# Problem
Copy each line of the records exactly, stopping only after the line that contains "box: [327, 155, 349, 165]" has been written, and leave pictures out.

# Records

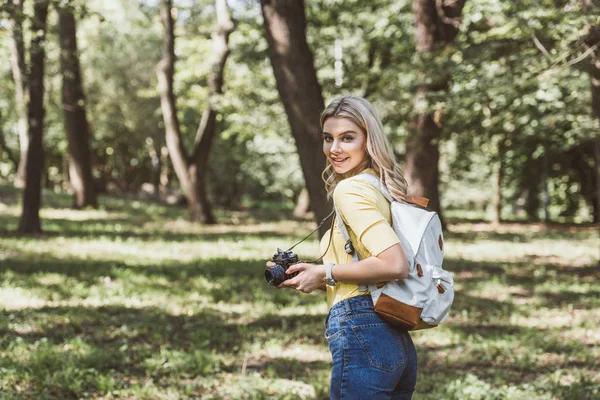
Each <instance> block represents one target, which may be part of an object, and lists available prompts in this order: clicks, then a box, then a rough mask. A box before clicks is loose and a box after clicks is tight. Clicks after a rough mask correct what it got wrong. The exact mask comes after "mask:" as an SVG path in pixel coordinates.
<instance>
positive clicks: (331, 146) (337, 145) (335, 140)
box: [331, 140, 340, 153]
mask: <svg viewBox="0 0 600 400" xmlns="http://www.w3.org/2000/svg"><path fill="white" fill-rule="evenodd" d="M338 151H340V142H338V141H337V140H334V141H333V143H331V152H332V153H337V152H338Z"/></svg>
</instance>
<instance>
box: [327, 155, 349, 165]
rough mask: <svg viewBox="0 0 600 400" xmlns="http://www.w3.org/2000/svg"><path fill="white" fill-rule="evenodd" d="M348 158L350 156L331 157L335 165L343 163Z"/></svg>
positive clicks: (332, 161)
mask: <svg viewBox="0 0 600 400" xmlns="http://www.w3.org/2000/svg"><path fill="white" fill-rule="evenodd" d="M347 159H348V157H344V158H340V157H336V158H333V157H331V162H332V163H333V164H334V165H342V164H343V163H344V162H345V161H346V160H347Z"/></svg>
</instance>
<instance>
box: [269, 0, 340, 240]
mask: <svg viewBox="0 0 600 400" xmlns="http://www.w3.org/2000/svg"><path fill="white" fill-rule="evenodd" d="M261 5H262V12H263V18H264V25H265V31H266V37H267V42H268V44H269V56H270V58H271V65H272V66H273V72H274V74H275V80H276V82H277V89H278V91H279V96H280V98H281V101H282V102H283V105H284V107H285V111H286V114H287V117H288V121H289V124H290V126H291V129H292V134H293V135H294V138H295V140H296V146H297V148H298V153H299V155H300V165H301V167H302V172H303V174H304V180H305V182H306V188H307V189H308V194H309V196H310V204H311V207H312V209H313V211H314V212H315V218H316V219H317V221H321V220H322V219H323V218H325V217H326V216H327V214H329V212H330V210H331V204H330V203H328V202H327V195H326V192H325V186H324V184H323V181H322V180H321V174H322V172H323V168H324V167H325V156H324V155H323V152H322V139H321V127H320V126H319V117H320V114H321V112H322V110H323V109H324V108H325V106H324V100H323V95H322V93H321V86H320V85H319V82H318V80H317V73H316V70H315V66H314V63H313V56H312V53H311V51H310V48H309V47H308V43H307V41H306V16H305V13H304V1H303V0H298V1H287V0H261ZM326 231H327V227H326V226H323V227H321V229H320V231H319V233H320V235H321V236H322V235H323V234H324V233H325V232H326Z"/></svg>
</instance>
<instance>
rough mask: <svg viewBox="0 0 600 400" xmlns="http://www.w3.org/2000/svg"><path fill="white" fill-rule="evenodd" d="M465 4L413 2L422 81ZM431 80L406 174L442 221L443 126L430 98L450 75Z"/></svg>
mask: <svg viewBox="0 0 600 400" xmlns="http://www.w3.org/2000/svg"><path fill="white" fill-rule="evenodd" d="M464 4H465V0H457V1H454V2H448V5H445V6H444V5H442V4H441V2H439V1H436V0H413V11H414V14H415V41H416V44H417V48H416V51H417V54H419V55H420V57H421V59H422V66H421V67H420V70H421V71H420V76H421V78H424V77H425V76H426V72H425V71H427V69H428V65H427V61H426V60H428V59H432V58H433V57H435V56H436V55H437V54H439V53H440V50H443V49H444V47H446V46H447V45H448V44H450V43H452V42H453V41H454V38H455V37H456V35H457V33H458V18H459V17H460V15H461V13H462V9H463V6H464ZM431 78H432V79H430V80H431V81H432V82H433V83H428V84H420V85H418V86H417V90H416V116H415V118H414V120H413V132H412V135H411V136H410V138H409V140H408V142H407V143H406V167H405V173H406V179H407V181H408V183H409V188H410V192H411V193H412V194H416V195H420V196H425V197H428V198H429V205H430V208H431V209H433V210H434V211H436V212H438V213H439V214H440V218H441V207H440V195H439V189H438V182H439V169H438V162H439V147H438V146H439V142H440V140H441V133H442V125H441V123H440V122H439V120H438V119H437V118H436V116H435V115H434V113H433V111H432V110H431V109H430V107H429V105H428V98H429V97H430V96H431V95H432V94H435V93H439V92H442V91H445V90H446V89H447V87H448V83H449V80H450V75H449V74H444V75H441V76H431ZM442 223H443V219H442Z"/></svg>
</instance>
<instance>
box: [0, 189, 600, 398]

# Task response
Each <instance> block represents one target, which may be part of an object, and lists available prompts in this order: clicks, then a box, then a rough mask. A box before clicks is loose and a box after clicks is tight. Clicks after a rough mask correct what it got wrong. The exact mask comes after "mask:" as an SVG path in pixel coordinates.
<instance>
positive clicks: (331, 146) (337, 145) (335, 140)
box: [331, 140, 340, 153]
mask: <svg viewBox="0 0 600 400" xmlns="http://www.w3.org/2000/svg"><path fill="white" fill-rule="evenodd" d="M338 151H340V142H338V141H337V140H334V141H333V143H331V152H332V153H337V152H338Z"/></svg>
</instance>
<instance>
box: [327, 155, 349, 165]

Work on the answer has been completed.